Objective: Please count the lines in the rows below that contain the word "overcast" and give only that number.

Extracted data:
——
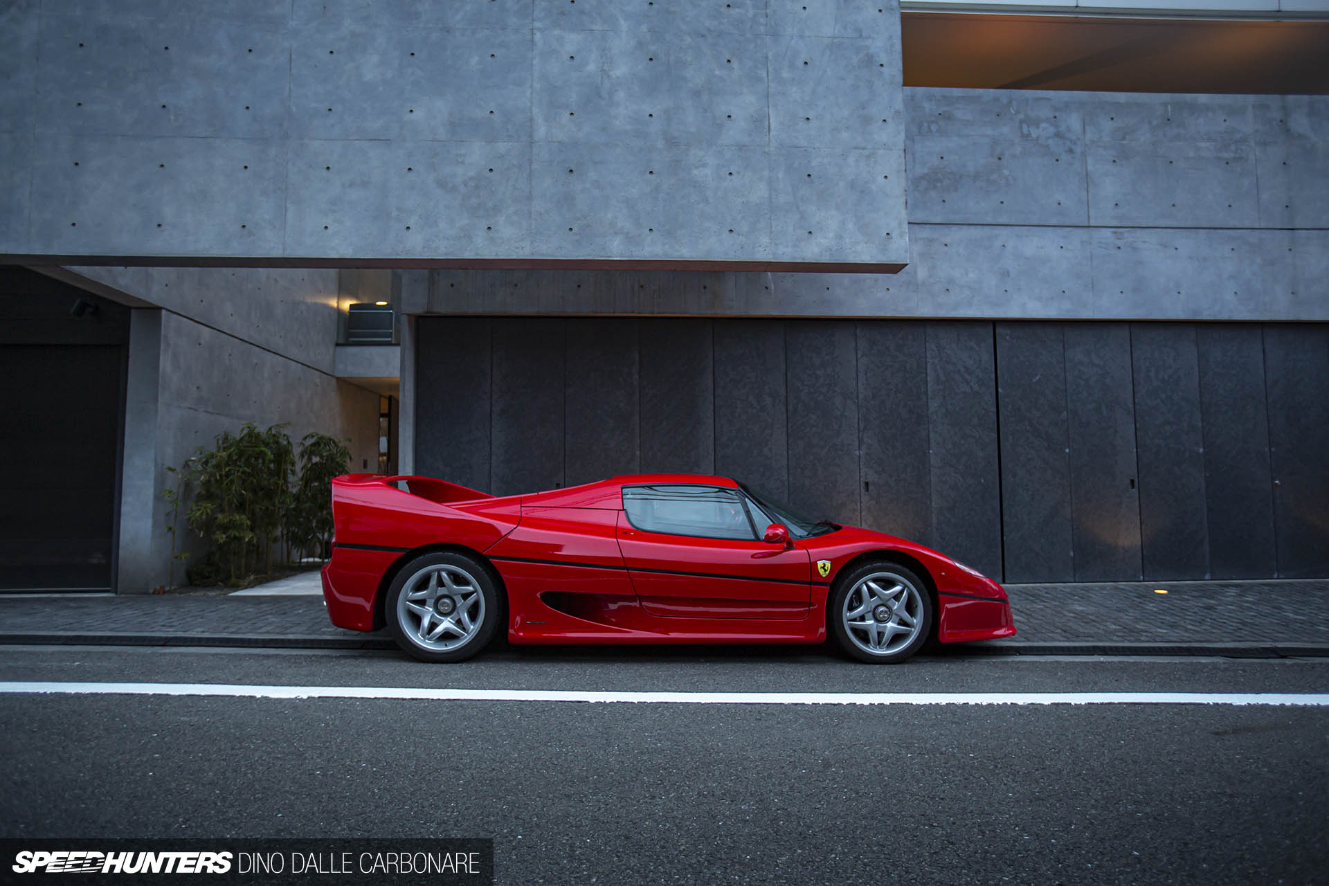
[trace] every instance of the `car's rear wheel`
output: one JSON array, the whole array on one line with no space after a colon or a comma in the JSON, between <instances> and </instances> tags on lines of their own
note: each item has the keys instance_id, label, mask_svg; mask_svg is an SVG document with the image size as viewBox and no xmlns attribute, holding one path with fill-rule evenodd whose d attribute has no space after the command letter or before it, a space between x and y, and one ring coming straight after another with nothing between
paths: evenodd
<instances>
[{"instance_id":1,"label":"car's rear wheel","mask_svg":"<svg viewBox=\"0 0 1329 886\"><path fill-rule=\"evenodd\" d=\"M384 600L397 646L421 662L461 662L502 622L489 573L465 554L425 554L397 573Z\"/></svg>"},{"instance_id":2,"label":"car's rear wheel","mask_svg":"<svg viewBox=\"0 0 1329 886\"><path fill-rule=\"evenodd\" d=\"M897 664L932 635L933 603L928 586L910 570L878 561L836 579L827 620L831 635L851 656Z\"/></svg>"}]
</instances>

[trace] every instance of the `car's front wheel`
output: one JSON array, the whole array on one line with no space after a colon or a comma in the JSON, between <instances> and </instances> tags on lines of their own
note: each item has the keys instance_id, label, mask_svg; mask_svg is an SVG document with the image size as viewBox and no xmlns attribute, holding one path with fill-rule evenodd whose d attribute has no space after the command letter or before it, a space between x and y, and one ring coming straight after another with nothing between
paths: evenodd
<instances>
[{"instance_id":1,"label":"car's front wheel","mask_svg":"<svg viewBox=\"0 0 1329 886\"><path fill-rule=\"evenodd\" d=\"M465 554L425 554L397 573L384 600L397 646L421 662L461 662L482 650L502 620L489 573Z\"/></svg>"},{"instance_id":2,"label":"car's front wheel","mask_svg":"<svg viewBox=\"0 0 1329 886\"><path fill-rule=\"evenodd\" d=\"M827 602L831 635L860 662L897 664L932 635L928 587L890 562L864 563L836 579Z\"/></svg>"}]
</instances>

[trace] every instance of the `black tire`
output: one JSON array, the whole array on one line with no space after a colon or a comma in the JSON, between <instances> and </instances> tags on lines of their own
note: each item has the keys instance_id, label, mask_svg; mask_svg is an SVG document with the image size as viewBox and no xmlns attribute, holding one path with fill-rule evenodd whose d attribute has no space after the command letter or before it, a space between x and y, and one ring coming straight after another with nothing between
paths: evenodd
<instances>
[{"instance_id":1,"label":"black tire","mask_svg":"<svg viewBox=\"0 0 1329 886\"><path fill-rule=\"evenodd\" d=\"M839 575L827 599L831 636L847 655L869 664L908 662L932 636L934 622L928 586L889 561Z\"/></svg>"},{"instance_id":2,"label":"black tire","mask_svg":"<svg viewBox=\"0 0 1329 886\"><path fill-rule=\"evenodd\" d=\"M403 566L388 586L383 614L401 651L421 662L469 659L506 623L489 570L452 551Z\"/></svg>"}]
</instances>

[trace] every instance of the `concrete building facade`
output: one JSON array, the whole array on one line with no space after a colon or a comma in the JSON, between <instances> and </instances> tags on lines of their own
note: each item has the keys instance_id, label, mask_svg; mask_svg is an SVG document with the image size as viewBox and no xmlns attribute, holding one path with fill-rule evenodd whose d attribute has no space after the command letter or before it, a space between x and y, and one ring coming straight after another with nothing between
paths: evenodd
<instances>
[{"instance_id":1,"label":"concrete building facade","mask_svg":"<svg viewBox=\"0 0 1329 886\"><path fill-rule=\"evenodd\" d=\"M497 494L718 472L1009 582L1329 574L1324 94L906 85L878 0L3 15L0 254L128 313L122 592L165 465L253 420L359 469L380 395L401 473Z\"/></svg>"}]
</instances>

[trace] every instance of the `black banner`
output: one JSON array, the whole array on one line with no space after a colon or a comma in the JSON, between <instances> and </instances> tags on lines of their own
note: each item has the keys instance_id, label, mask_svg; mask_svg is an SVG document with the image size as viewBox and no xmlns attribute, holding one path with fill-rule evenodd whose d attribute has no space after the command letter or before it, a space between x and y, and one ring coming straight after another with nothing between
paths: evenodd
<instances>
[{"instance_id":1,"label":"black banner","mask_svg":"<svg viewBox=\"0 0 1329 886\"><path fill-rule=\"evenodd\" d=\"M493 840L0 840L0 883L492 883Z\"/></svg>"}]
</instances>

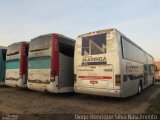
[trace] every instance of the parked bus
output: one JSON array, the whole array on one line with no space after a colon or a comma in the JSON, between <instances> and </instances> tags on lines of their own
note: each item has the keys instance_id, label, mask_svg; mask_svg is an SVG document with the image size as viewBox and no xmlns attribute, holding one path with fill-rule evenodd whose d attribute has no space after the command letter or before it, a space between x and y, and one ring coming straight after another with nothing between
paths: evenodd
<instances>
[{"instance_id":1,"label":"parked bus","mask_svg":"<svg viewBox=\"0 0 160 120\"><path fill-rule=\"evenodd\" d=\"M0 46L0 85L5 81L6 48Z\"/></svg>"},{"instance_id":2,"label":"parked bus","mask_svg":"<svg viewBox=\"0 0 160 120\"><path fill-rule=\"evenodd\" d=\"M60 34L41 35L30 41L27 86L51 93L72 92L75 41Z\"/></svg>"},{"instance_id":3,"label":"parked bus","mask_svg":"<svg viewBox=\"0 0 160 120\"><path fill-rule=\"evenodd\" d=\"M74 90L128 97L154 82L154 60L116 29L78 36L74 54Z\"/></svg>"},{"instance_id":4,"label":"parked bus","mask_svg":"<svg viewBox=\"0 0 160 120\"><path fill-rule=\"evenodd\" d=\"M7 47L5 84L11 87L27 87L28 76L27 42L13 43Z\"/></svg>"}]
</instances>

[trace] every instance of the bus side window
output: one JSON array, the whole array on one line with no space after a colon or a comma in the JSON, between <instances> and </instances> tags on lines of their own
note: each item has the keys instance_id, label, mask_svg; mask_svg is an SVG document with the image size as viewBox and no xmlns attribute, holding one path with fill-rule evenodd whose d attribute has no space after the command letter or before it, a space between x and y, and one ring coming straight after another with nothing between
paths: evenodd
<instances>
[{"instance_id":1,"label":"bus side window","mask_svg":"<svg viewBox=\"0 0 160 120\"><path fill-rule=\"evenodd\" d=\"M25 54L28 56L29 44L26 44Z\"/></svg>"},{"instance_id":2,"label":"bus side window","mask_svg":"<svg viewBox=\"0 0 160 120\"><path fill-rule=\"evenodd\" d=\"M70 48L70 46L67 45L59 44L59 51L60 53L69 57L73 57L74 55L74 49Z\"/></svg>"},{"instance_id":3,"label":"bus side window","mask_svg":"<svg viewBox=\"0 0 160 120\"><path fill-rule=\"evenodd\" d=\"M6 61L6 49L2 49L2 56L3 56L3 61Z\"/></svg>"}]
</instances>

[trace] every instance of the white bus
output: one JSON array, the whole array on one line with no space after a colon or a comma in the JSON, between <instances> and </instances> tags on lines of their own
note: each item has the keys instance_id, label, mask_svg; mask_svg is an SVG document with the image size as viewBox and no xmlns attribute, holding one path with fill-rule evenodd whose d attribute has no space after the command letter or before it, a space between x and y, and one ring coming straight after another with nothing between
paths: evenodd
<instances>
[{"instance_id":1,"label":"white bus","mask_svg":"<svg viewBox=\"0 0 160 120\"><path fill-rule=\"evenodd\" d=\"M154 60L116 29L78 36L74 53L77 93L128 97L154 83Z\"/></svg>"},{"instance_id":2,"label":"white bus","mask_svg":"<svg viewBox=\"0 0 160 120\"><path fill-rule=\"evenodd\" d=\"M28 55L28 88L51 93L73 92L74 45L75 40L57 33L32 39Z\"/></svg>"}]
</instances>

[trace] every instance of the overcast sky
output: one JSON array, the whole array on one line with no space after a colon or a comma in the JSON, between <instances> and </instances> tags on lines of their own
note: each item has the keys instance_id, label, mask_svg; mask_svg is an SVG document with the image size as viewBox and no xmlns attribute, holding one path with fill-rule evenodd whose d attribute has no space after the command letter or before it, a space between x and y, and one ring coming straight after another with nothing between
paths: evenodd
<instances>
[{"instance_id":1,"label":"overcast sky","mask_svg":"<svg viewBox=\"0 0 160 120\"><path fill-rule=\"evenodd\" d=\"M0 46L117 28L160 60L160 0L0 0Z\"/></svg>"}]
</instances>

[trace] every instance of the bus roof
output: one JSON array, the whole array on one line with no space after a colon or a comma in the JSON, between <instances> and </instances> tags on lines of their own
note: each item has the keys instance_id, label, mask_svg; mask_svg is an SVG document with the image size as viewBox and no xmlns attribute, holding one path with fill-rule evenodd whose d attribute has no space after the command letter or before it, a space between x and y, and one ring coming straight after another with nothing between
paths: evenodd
——
Response to the exercise: 2